Your tasks
1. In the dog blog excerpt, which breed is ranked first on Stanley Coren's list?
2. Reproduce the stretch of the dog blog excerpt from "Binq Design. If" through "commotion. (Dog Milk)".
3. Write what comes next in the dog blog excerpt, picking up after its final sentence.

Excerpt to read
Binq Design. If I was in the market for a tiny dog, and had a lot of cash to spare, I think I’d definitely consider these functional and attractive side tables + dog beds. They look like they’d be a nice place for a toy breed to hide out during family commotion. (Dog Milk)

Bambino vs. Fido: On Loving Dogs Less. Shauna, a pregnant blogger, reflects on how her relationship with her dogs will change–and stay the same–when she welcomes her baby into the world. I found this post very reassuring. As someone who hasn’t had kids yet but plans to one day, I confess I’m frankly terrified of the idea of emotionally displacing my future dogs. But, as she points out in this post, you don’t displace your dogs in your heart; you just make room. (Fido & Wino)

BFFs. Greyhounds snuggling on the couch. So cute. (Hiking Hounds)

Religious Dog Bumper Stickers. OK, pretend bumper stickers, but these still made me giggle. My favorite: “I’m Catholic but my corgi is affiliated with the Church of England.” (Dogs of the Interwebs)

Dog Refuses to Go Into Pool to Get Tennis Ball He Desperately Needs. In need of a laugh on this fine Tuesday? Look no further than this very, very determined golden retriever and his quest for one slightly out-of-reach tennis ball. (Best Week Ever)

On the intelligence of dogs

The smartest of them all? Click for source.

Many people like to cite Stanley Coren’s now notorious list of “the most intelligent dog breeds.” People who have breeds in the top 10 like to remind other people of such and tease those who have dogs who fall anywhere below Coren’s top 10.

Stanley Coren’s Top 10 Most Obedient Breeds

  1. Border collie
  2. Poodle
  3. German shepherd
  4. Golden retriever
  5. Doberman pinscher
  6. Shetland sheepdog
  7. Labrador retriever
  8. Papillon
  9. Rottweiler
  10. Australian cattle dog

*Cited in his book, The Intelligence of Dogs. Links are to my “Breed Love” posts.

I think the problem with this list is the title. As many before me have pointed out, and as Coren’s own study acknowledges in the fine print, this oft-cited list measures canine intelligence by how quickly or effectively dogs obey humans. His study is a nice measure of obedience, but that’s primarily what it is. A more accurate title might have been “the most obedient dog breeds.”

Hounds rank very low according to this list, but that’s because Coren’s study cannot measure the independent-thinking and creativity that is employed by most hounds, especially scent hounds.

Provided material
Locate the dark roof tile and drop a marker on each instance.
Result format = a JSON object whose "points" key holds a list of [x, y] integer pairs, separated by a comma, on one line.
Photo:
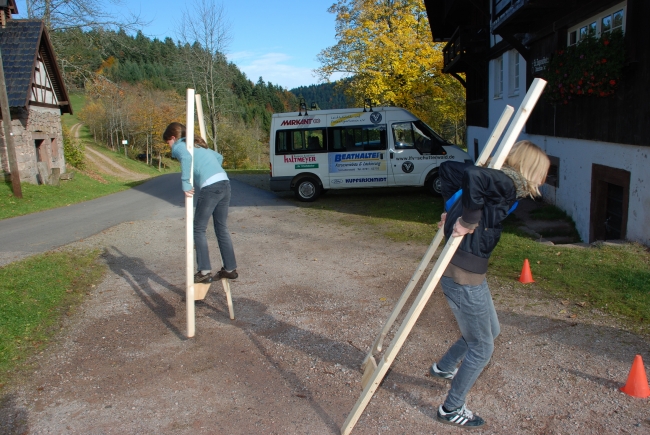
{"points": [[19, 42]]}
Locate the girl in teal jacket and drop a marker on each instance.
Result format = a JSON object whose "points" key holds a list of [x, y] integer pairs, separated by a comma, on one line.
{"points": [[214, 199]]}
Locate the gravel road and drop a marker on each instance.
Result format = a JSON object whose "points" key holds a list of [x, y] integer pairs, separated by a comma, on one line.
{"points": [[311, 297]]}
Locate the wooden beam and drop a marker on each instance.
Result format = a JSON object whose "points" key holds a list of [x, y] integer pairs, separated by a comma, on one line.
{"points": [[9, 136], [189, 220]]}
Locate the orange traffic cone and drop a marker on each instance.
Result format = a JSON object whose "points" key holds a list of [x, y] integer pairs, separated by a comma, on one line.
{"points": [[637, 382], [526, 277]]}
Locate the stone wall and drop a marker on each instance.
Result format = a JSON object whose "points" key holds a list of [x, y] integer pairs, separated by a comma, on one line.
{"points": [[38, 139]]}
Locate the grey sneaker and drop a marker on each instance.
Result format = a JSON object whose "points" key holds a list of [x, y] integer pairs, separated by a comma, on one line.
{"points": [[461, 417], [230, 275], [202, 279], [433, 371]]}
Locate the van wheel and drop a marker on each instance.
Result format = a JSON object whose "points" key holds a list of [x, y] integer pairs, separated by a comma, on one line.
{"points": [[433, 184], [307, 189]]}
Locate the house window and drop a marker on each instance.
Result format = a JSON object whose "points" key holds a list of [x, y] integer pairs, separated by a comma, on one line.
{"points": [[498, 77], [513, 73], [553, 176], [607, 21]]}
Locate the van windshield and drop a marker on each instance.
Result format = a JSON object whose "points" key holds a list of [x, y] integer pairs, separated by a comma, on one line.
{"points": [[418, 135]]}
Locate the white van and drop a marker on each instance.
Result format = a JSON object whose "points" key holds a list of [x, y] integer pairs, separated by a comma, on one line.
{"points": [[351, 148]]}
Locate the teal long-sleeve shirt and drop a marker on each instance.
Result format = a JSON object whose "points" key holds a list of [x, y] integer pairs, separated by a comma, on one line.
{"points": [[207, 163]]}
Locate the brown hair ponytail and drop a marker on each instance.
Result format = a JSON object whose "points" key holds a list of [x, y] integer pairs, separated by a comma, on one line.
{"points": [[175, 129]]}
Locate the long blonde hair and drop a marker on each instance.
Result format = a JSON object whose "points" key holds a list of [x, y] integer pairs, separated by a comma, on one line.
{"points": [[531, 162]]}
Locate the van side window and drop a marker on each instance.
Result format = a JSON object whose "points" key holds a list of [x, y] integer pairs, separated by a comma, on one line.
{"points": [[358, 138], [298, 141], [418, 135]]}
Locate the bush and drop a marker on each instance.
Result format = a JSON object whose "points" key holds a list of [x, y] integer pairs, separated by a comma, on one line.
{"points": [[591, 68], [73, 150]]}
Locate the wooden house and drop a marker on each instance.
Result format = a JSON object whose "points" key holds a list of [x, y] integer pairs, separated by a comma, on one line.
{"points": [[598, 141], [37, 97]]}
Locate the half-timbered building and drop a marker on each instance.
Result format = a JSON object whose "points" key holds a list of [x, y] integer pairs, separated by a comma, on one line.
{"points": [[598, 141], [37, 98]]}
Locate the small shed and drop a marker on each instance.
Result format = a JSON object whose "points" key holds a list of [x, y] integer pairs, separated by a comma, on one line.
{"points": [[37, 99]]}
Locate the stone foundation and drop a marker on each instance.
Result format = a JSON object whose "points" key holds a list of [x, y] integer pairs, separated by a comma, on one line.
{"points": [[38, 140]]}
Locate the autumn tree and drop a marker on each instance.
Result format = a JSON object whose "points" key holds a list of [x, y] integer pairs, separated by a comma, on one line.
{"points": [[385, 48]]}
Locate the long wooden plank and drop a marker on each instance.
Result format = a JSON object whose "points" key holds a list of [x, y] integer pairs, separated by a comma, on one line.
{"points": [[428, 255], [441, 264]]}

Answers to each task
1. The border collie.

2.
Binq Design. If I was in the market for a tiny dog, and had a lot of cash to spare, I think I’d definitely consider these functional and attractive side tables + dog beds. They look like they’d be a nice place for a toy breed to hide out during family commotion. (Dog Milk)

3.
I’ve noticed this with hounds, even in my short tenure as a volunteer at the SPCA. Our SPCA has a ton of scent hounds, because we live in a part of the countryside that is popular with hunters who employ large packs of hounds and then don’t keep track of them if one goes missing. That said, I spend a lot of time at the SPCA walking hounds. These hounds are notably unresponsive to humans. They often seem to look right past you at something else (or, more accurately, at some other, more interesting smell). But this doesn’t mean they’re unintelligent; it just means they’re harder to train. These hounds are rather adept problem solvers. They figure out what they want then they plot how to get it, with or without any human aid.

Sight hounds, in my limited experience, are also very intelligent but prefer to follow their own direction. (The Afghan hound is famously ranked last on Coren’s list, in terms of what he calls intelligence.) When you ask a sight hound to do something, I imagine their internal response to be something like Bartleby the Scrivener: “I would prefer not to.” They are independent and self-directed and seem to weigh the pros and cons of following your commands.

Selfishly, I’ve always really loved dogs from the herding group, because these are some of the most human-responsive dogs of all (many in the herding group are in Coren’s top 30 “most intelligent” breeds). My favorite breeds–Australian shepherds, German shepherds, and border collies, to name a few–are incredibly attuned to their people. These high-energy dogs were made to watch human faces, study human body language, and follow human directives in their line of intense work. I’ll probably always prefer these dogs, mainly because they are so easy to train, but I think this just means that I’m lazy/afraid of how frustrated I’d get with a less responsive dog.

But at the end of the day, this list doesn’t matter. Because we know the truth: We all have the smartest dog in the whole world.